Cet article est disponible aussi en espagnol: El amor en los tiempos de las nuevas tecnologías
Depuis quelque temps, les concepts de sensorialité et spiritualité ont un rôle de plus en plus important dans le débat sur l’innovation et la culture contemporaine; je crois que ce phénomène, qui peut à priori paraitre étonnant, n’est rien d’autre que la manifestation d’une attention particulière (une inquiétude…?) aux conséquences de la révolution technologique contemporaine sur le monde sensoriel de l’être humain.
Dans un récent article paru dans le National Geographic [PDF] , Eduard Punset vise à expliquer pourquoi aujourd’hui nous sommes amenés à nous concentrer sur ces concepts. Selon l’écrivain et divulgateur scientifique, une des raisons serait la révolution technologique qui “nous permet, pour la première fois, de mesurer des processus intérieurs comme le stress, l’activité cérébrale et même notre propre capacité à apprendre et imaginer.”
Or, cette déclaration peut être interprétée comme l’expression d’une transformation culturelle généralisée, soit le passage d’un système rationnel logique et ordonné, à un système où la connaissance fonctionne par synthèse et utilise des modèles complexes, sans plus se limiter aux processus analytiques.
Le système rationnel dérive de la nécessité de maitriser la réalité à travers des structures logiques, mais avec les nouvelles technologies cette nécessité se transforme en une limitation. Voilà pourquoi la recherche contemporaine prétend étudier, structurer et comprendre la réalité à travers des modèles complexes qui nous permettent d’aborder des phénomènes comme l’intelligence émotionnelle et l’expérience sensorielle.
Le récent développement des études de visualisation de données – DATA VISUALISATION –, qui visent à interpréter et décrire des grandes quantités de données à travers un système complexe de graphiques numériques, constitue un exemple de cette tendance.
Photo ci-dessus: Country_Continent_GDP_Population-Radial Convergence, Michael Levi sur flickr
Ces dynamiques créant des nouvelles connexions entre la technologie et le domaine émotionnel font que la barrière entre deux mondes traditionnellement dissociés, celui de la machine et celui de l’être humain, est remplacée par une séparation imprécise et instable.
---
## Consigne 1
Répondez à ces questions sur le texte extrait :
(a) Dans quelle revue l'article récent d'Eduard Punset est-il paru ?
(b) Selon Punset, quels processus intérieurs la révolution technologique permet-elle de mesurer pour la première fois ?
(c) Entre quels deux mondes traditionnellement dissociés la barrière est-elle remplacée par une séparation imprécise et instable ?
## Consigne 2
Donnez la suite du texte sur la révolution technologique et le monde sensoriel, en reprenant après sa dernière phrase.

## Extraits de données
---
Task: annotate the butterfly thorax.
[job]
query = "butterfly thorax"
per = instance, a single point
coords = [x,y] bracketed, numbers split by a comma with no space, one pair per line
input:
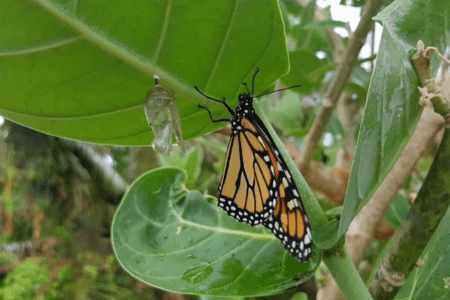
---
## Réponse 1
(a) Dans le National Geographic.
(b) Le stress, l'activité cérébrale et même notre propre capacité à apprendre et imaginer.
(c) Entre le monde de la machine et celui de l'être humain.

## Réponse 2
Par conséquent, nous éprouvons l’urgence de trouver des nouvelles définitions afin d’identifier le monde artificiel – technologique – et de le limiter par rapport au monde naturel – émotionnel et sensoriel-.
Les résultats de ces réflexions sont spécialement importants pour leur lien avec l’architecture et l’urbanisme, deux disciplines qui se sont fortement caractérisées par une continuelle tension entre l’élément artificiel – construction – et l’élément naturel – contexte -.
En outre j’estime que la crise écologique actuelle peut être considérée comme un déséquilibre de cette relation entre le naturel et l’artificiel. A partir de cela se justifie l’intérêt renouvelé envers des notions propres du monde naturel, émotionnel et sensoriel, qui se transforment d’un coup en concepts clés pour la résolution des dilemmes contemporains que nous venons de mentionner .
Si les évolutions technologies ont mis en crise ces capacité primaires de l’être humain – celles qui le rend capable de ressentir -, il est clair que nous avons besoin de trouver des nouvelles identités et des nouvelles définitions pour comprendre et différencier de manière nouvelle la sphère naturelle et artificielle, pour enfin peut-être résoudre le déséquilibre existant entre les deux.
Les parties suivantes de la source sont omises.